Give all of the lines again exactly as they read.

▶ GIVEN DATA:
§
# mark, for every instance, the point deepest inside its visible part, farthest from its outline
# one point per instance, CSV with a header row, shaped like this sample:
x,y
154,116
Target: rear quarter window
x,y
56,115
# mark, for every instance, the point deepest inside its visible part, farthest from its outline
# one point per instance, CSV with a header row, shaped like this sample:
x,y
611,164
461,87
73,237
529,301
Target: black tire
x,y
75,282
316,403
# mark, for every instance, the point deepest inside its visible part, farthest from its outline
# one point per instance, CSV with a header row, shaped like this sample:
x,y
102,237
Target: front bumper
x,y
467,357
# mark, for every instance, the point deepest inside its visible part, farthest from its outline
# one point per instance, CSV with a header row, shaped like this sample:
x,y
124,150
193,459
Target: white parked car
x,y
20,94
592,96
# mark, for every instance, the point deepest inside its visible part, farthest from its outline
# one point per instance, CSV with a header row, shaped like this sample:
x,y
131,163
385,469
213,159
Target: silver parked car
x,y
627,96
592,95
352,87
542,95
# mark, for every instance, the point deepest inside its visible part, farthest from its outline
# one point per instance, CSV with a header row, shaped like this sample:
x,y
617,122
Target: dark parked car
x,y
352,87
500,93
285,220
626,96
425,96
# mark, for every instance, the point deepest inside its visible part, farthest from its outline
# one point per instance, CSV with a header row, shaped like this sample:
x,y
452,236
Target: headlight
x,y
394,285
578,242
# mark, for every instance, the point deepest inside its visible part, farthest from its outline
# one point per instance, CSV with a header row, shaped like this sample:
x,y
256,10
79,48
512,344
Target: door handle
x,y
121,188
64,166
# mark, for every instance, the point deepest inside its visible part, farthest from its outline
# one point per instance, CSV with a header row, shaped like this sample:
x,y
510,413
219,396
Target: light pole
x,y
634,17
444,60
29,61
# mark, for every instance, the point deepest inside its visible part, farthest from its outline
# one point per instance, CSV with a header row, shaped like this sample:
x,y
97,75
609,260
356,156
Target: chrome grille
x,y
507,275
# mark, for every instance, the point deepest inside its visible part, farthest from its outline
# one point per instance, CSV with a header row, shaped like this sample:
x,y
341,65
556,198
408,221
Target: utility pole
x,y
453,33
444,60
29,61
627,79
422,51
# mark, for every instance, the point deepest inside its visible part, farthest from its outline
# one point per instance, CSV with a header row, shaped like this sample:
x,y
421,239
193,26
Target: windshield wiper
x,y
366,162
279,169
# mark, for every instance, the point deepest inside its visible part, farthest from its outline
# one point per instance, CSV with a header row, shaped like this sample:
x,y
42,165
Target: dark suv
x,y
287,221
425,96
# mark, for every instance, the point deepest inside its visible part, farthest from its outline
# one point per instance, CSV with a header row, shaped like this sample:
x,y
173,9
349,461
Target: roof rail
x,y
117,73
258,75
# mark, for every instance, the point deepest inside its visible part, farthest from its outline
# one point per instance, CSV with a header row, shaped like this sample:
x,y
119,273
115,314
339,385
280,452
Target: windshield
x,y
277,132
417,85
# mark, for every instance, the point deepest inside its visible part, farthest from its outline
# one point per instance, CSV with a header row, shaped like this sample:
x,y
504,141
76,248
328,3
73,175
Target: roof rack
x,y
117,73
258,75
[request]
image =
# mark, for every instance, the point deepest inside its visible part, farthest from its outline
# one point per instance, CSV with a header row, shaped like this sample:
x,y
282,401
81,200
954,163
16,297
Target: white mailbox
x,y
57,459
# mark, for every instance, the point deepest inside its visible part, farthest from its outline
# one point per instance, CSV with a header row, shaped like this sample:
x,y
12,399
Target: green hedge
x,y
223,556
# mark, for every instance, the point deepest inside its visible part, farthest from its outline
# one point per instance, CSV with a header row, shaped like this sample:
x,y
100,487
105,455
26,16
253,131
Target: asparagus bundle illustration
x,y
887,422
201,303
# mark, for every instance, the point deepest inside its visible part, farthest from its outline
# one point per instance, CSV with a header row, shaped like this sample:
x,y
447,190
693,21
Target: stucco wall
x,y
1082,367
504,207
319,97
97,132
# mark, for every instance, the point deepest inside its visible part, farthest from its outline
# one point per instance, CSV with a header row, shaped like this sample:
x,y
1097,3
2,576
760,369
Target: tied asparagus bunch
§
▶ SOLUTION:
# mark, for every instance, the point deepest inside its visible part, farthest from its outline
# one point per instance, CSV with a header row, shaped like this sample:
x,y
154,116
Target: rear quarter window
x,y
56,115
# mark, for every instance, the point deepest inside its visible part, farthest from its outline
# one point per instance, CSV with a header row, shaped like this sample:
x,y
611,164
461,87
73,237
529,301
Target: black tire
x,y
75,282
316,403
# mark, for every instance, the point deepest inside its visible part, farthest from its outline
# one point per instance, CSV with a header row, shaped like this sample:
x,y
102,237
Target: front bumper
x,y
467,357
# mark, for every instance, the point deepest inside its visible part, farthest from its outline
# one point per instance, CSV with a header row, shaped like this sample:
x,y
124,150
193,459
Target: white parked car
x,y
20,94
592,96
# mark, for every instance, the point deepest inside its visible part, farthest from its outline
# one point per instance, CSV with a header row, shaped like this sample:
x,y
131,163
385,469
213,159
Target: silver parked car
x,y
627,96
592,95
352,87
542,95
# mark, for every instance, the point deepest inside its visible part, farthest from its outline
# one point per instance, CSV with a header row, shaped like this sample:
x,y
617,122
Target: dark parked car
x,y
352,87
500,93
285,220
626,96
425,96
# mark, for every instance, the point deepest inside its visible part, farthest from its outline
# one point per instance, CSV with a header row, shaped like this sample:
x,y
452,236
Target: headlight
x,y
394,285
578,242
# mark, for every instance, the point deepest inside its visible part, farthest from its outline
# one point per instance, CSV with a header row, shaped like this sample:
x,y
256,10
79,48
512,344
Target: door handle
x,y
121,188
64,166
# mark, for every instance, the point deepest inside its visible part, farthest from its outline
# one point per instance, CSV with a header row, shaped like this sample:
x,y
510,413
219,396
Target: light pole
x,y
634,17
444,60
29,61
# mark, for every instance, the point deepest inside its visible part, farthest from its outline
# one point per instance, CSV with a header row, shaped like this sample:
x,y
97,75
609,260
356,156
Target: chrome grille
x,y
507,275
# mark, for every instance, the point deepest inside its visible part, farthest from its outline
# one point per instance, CSV with a header row, shaped like this sample:
x,y
341,65
556,198
408,221
Target: utility pole
x,y
453,33
444,60
29,61
627,79
422,51
# mark, for every instance, the point deepest inside its visible part, farthest from its outline
# one point per instance, CSV with a header row, shaped like this sample:
x,y
421,239
193,26
Target: windshield wiper
x,y
366,162
279,169
# mark, for every instance, the point deepest inside its visible part, farthest from its outline
# one point per instance, CSV with a header row, shaped like this sample:
x,y
42,165
Target: dark suv
x,y
287,221
425,96
# mark, for every instance, the point deepest inside its visible part, farthest from its outline
# one point per instance, CSV with a header row, shaped like this sample:
x,y
173,9
349,461
Target: roof rail
x,y
117,73
258,75
# mark, for every instance, the point deepest inside its visible part, farthest from its outline
# one point per instance, CSV with a header row, shaped like this sample:
x,y
119,273
115,314
339,385
280,452
Target: windshield
x,y
277,132
417,85
# mark, for every instance, the point deepest inside its visible part, farthest from its outline
# one point per instance, CSV with a header row, shaped like this sample:
x,y
504,141
76,248
328,3
73,175
Target: roof rack
x,y
117,73
258,75
[request]
image =
# mark, for every instance, the point deepest inside its visible part, farthest from its outline
# one point per instance, CSV with a header row, shaped like this sample:
x,y
282,401
81,200
954,163
16,297
Target: white mailbox
x,y
57,459
# mark, for every instance, the point deepest inside its visible part, farthest from its outline
# one point per instance, CSV with a header row, shaped like this sample:
x,y
12,399
Target: green hedge
x,y
223,556
# mark, for every instance, the point deepest inside its visible part, farthest from its outline
# one point per instance, CSV with a header row, shaped like this sample:
x,y
100,487
105,455
26,16
253,131
Target: asparagus bundle illustration
x,y
887,422
201,303
# mark, for every instance, the point deepest inside its visible part, farthest from its outline
# one point per instance, CSV with a header row, shaped like this sample:
x,y
447,190
693,21
Target: stucco wall
x,y
1082,367
504,207
319,97
97,132
# mark, for every instance, the point deepest inside its visible part, farthest from its outline
# one point per instance, CSV with a header row, shaped like this sample:
x,y
1097,3
2,576
760,369
Target: tied asparagus bunch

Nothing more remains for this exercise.